§ Work instructions: Your task is to transcribe the entries exactly.
:: Records provided
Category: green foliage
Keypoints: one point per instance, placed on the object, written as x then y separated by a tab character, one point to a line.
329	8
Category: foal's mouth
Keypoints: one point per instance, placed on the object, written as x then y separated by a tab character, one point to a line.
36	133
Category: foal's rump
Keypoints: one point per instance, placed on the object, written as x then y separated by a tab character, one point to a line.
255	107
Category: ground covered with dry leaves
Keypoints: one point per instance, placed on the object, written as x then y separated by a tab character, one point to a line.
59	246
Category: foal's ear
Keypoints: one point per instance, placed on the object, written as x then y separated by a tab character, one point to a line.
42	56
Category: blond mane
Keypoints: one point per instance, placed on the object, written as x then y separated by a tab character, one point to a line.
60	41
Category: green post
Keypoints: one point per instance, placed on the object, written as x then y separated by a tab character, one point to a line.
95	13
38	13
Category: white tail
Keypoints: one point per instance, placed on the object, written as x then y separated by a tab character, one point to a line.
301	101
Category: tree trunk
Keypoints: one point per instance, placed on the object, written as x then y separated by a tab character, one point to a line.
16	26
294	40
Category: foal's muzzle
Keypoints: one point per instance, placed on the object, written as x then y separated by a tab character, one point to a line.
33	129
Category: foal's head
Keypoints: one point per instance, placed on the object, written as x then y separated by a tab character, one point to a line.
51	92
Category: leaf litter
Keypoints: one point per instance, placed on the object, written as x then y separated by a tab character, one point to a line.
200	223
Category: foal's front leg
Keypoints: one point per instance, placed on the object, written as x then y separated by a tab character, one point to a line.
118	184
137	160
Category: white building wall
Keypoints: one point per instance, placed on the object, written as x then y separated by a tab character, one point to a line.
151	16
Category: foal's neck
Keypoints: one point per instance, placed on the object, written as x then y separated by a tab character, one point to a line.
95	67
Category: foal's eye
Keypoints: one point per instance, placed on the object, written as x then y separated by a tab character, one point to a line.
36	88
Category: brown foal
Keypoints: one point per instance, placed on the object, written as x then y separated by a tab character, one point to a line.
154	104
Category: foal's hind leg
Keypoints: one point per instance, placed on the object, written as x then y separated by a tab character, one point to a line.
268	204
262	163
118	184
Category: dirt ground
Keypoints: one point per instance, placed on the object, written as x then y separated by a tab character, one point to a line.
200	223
::::
§ Task response:
Category: green foliage
Keypoints: one point per instance, placed on the object, written as x then y separated by a tab character, one point to a line.
329	8
Category: foal's mouth
Keypoints: one point per instance, placed on the object, written as x then y separated by a tab character, one point to a line.
36	133
Category: foal's rump
Keypoints: one point per instance, placed on the object, written as x then y separated by a tab character, one point to a line.
255	107
Category: ground covered with dry leaves
Keypoints: one point per instance, placed on the object, written as x then y separated by a tab character, one point to a line.
59	246
Category: foal's ear
Keypoints: one point per instance, placed on the object, written as x then y separated by a tab character, one point to a line.
42	56
Category: blond mane
Keypoints: one point per instance, placed on the object, written as x then y separated by a tab character, one point to a line.
60	41
Category: green post
Keypoints: one point per instance, placed on the object, written as x then y separated by a tab character, one point to a line.
95	13
38	13
Category: white tail
Keypoints: one point per instance, placed on the object, written as x then y separated by a tab character, one point to a line.
301	101
Category: tree trunk
Keypoints: one point per instance, placed on the object, written as x then y separated by a tab character, one point to a line.
16	26
294	40
Category: foal's muzzle
Keypoints: one point per instance, placed on the object, written as x then y separated by a tab character, one point to a line.
33	129
Category: foal's head
Keypoints: one point per instance, placed on the object, written as x then y separated by a tab character, one point to a line.
51	92
Category: leaf litter
Keypoints: one point per instance, placed on the object, written as x then y separated by a tab character, one point to a line.
200	223
Category: foal's front leg
Keypoints: one point per instance, placed on the object, written as x then y separated by a tab character, one point to a line.
118	184
137	160
Category: white building wall
Keypoints: one point per instance, placed on the object, written as x then y separated by a tab character, one point to a line.
151	16
Category: foal's neck
Keypoints: one point per instance, placed on the object, written as x then y separated by a tab character, one point to a line.
95	67
Category: foal's eye
Keypoints: one point per instance, placed on the object, written as x then y separated by a tab character, one point to a line.
36	88
Category: brown foal
Keypoints: one point per instance, placed on the object, written as x then y separated by a tab character, one point to a line.
154	104
Category: foal's hind leg
Keypoints: one point per instance, placed on the object, written as x then y separated by a tab character, one point to a line.
268	204
262	163
118	184
Category: dirt ground
Keypoints: one point per instance, placed on the object, written as x then y separated by a tab character, one point to a line.
200	223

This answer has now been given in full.